## Directions for this task
Shift the polygon outlines in the records below by adding 121 to every x and y vertex coordinate in the answers, leaving the format samples as they are. Reproduce all the lines, requests included, with the shifted coordinates in place.
--*--
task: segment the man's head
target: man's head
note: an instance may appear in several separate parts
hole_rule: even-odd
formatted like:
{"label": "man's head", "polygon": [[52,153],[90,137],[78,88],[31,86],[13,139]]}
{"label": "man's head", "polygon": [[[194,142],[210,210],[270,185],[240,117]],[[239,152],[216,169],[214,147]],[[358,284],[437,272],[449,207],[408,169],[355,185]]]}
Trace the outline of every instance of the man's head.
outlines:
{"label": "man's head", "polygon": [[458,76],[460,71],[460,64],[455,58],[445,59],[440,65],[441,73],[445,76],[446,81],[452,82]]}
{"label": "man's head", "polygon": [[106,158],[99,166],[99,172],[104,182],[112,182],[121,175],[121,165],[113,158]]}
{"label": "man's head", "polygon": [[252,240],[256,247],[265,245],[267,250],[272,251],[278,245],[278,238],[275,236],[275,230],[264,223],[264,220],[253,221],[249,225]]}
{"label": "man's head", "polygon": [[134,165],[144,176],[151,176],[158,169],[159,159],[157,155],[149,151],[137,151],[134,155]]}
--*--
## Worked solution
task: segment the man's head
target: man's head
note: an instance may appear in several separate parts
hole_rule: even-odd
formatted like:
{"label": "man's head", "polygon": [[52,153],[90,137],[78,88],[31,86],[13,139]]}
{"label": "man's head", "polygon": [[[194,142],[210,210],[270,185],[240,117]],[[239,152],[216,169],[214,147]],[[358,284],[437,272],[449,207],[408,169],[355,185]]]}
Trace the outline of every instance of the man's head.
outlines:
{"label": "man's head", "polygon": [[579,197],[581,192],[581,185],[576,179],[566,180],[561,186],[562,194],[566,197],[567,202],[573,203]]}
{"label": "man's head", "polygon": [[227,279],[220,287],[220,293],[225,303],[233,303],[242,296],[242,286],[234,279]]}
{"label": "man's head", "polygon": [[373,361],[377,368],[386,366],[388,371],[393,372],[399,366],[399,359],[396,357],[396,351],[385,344],[385,341],[374,342],[370,346]]}
{"label": "man's head", "polygon": [[255,286],[265,297],[272,297],[279,290],[280,280],[278,276],[270,272],[258,272],[255,276]]}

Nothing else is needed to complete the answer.